◆ **Exercise instructions**:
The lines from the one holding "Target: stone pavement" to the end of the records below, exactly as written, are the only thing to return.

(Records from a dataset)
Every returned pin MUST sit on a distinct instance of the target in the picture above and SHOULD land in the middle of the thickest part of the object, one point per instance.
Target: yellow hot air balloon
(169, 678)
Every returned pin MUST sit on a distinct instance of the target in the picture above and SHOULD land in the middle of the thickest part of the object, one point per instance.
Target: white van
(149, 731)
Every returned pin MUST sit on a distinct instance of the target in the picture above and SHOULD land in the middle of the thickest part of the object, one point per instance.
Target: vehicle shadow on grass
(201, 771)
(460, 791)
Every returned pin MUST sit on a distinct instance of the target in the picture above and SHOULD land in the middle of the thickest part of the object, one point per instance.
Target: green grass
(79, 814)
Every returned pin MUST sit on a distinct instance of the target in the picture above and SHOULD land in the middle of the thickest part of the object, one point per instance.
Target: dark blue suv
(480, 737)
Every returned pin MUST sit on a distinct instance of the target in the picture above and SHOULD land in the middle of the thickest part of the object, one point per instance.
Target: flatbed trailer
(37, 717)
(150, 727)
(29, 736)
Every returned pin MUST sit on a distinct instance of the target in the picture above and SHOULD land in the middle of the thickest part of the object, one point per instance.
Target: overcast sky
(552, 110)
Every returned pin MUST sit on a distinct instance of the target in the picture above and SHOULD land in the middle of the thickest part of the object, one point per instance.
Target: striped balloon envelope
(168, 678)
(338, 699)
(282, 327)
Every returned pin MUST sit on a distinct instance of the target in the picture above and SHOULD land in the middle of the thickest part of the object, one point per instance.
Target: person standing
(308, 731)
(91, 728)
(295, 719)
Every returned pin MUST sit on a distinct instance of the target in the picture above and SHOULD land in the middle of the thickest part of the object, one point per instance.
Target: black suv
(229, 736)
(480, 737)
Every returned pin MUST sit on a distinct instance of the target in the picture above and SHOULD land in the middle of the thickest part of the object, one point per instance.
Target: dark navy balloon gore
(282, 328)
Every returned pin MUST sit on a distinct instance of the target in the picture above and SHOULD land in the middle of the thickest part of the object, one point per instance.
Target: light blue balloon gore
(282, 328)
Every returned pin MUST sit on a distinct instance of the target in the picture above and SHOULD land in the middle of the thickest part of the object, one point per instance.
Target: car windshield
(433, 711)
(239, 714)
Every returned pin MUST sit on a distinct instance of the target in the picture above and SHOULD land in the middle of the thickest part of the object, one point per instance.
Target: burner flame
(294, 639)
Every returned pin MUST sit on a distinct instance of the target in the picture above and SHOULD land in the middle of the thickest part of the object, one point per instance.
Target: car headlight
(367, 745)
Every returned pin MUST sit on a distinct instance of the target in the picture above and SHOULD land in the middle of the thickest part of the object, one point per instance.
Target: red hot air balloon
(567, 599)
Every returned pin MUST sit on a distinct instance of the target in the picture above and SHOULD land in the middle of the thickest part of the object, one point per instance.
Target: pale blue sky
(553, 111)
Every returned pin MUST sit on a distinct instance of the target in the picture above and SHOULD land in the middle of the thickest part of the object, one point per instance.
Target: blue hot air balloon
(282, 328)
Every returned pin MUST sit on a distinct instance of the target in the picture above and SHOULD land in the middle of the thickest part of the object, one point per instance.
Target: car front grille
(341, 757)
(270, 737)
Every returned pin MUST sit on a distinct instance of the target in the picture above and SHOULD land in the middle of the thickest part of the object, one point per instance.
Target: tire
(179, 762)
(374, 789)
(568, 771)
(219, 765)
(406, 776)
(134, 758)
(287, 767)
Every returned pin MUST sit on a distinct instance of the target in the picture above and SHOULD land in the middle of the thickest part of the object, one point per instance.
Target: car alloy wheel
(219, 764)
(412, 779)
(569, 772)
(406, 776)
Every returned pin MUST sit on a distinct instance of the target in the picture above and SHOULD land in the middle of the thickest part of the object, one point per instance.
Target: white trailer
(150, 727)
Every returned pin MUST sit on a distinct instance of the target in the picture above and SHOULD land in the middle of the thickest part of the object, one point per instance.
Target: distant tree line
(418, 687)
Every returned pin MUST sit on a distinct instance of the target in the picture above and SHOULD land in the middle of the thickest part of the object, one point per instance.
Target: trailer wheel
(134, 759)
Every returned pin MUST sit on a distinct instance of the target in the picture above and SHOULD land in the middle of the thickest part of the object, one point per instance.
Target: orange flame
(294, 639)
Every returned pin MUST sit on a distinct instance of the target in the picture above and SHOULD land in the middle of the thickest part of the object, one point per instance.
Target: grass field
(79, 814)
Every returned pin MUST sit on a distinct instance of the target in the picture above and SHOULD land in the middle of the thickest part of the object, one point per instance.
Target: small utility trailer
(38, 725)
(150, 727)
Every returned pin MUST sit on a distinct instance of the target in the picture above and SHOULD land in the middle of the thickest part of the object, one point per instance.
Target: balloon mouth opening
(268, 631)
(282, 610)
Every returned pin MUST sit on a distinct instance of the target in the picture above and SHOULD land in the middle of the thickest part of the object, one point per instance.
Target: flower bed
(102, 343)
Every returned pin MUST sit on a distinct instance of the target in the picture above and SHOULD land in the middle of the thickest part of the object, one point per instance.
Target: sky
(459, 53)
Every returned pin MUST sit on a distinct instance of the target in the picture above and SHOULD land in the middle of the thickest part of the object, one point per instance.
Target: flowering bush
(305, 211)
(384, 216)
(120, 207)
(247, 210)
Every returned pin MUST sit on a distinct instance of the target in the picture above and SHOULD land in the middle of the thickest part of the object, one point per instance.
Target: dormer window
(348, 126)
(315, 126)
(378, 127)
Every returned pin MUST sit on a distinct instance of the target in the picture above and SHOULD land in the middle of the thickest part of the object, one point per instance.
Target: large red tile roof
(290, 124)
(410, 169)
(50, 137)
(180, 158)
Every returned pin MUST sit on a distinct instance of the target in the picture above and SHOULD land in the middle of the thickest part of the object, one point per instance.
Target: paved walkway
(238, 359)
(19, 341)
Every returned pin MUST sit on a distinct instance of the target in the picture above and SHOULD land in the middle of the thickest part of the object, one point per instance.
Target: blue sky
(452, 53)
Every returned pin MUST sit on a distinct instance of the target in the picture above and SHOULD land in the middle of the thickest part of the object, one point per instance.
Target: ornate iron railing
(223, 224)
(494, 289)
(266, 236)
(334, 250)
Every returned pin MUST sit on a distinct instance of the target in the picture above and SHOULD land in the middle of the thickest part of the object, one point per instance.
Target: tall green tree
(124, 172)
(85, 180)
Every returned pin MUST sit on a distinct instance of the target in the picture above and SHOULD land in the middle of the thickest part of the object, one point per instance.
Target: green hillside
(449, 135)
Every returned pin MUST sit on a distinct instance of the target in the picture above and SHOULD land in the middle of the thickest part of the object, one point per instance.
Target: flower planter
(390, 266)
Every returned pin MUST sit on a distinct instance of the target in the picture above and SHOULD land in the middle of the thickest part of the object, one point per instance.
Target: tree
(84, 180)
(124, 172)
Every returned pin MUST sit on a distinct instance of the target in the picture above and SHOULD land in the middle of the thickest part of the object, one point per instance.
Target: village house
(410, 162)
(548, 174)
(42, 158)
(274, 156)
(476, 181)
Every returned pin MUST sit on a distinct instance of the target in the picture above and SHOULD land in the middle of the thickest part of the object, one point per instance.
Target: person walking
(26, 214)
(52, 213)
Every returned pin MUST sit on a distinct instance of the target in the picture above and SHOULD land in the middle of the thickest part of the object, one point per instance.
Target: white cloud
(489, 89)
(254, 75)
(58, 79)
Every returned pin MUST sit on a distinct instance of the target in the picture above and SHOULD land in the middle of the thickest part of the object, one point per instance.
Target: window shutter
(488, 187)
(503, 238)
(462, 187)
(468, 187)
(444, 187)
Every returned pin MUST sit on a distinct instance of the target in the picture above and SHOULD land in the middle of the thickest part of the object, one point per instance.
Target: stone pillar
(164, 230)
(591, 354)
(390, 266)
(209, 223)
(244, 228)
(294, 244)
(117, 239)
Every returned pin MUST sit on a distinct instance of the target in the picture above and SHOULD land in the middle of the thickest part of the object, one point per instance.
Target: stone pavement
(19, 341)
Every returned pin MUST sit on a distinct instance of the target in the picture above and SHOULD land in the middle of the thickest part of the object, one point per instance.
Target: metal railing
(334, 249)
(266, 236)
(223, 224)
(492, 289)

◆ **Result of the task**:
Target: stone pavement
(19, 341)
Every returned pin MUST sit on a distinct instance of the target in the picture above and SHOULD land in the middle of the thickest part of the object, one point per instance.
Target: metal railing
(334, 249)
(266, 236)
(223, 224)
(492, 289)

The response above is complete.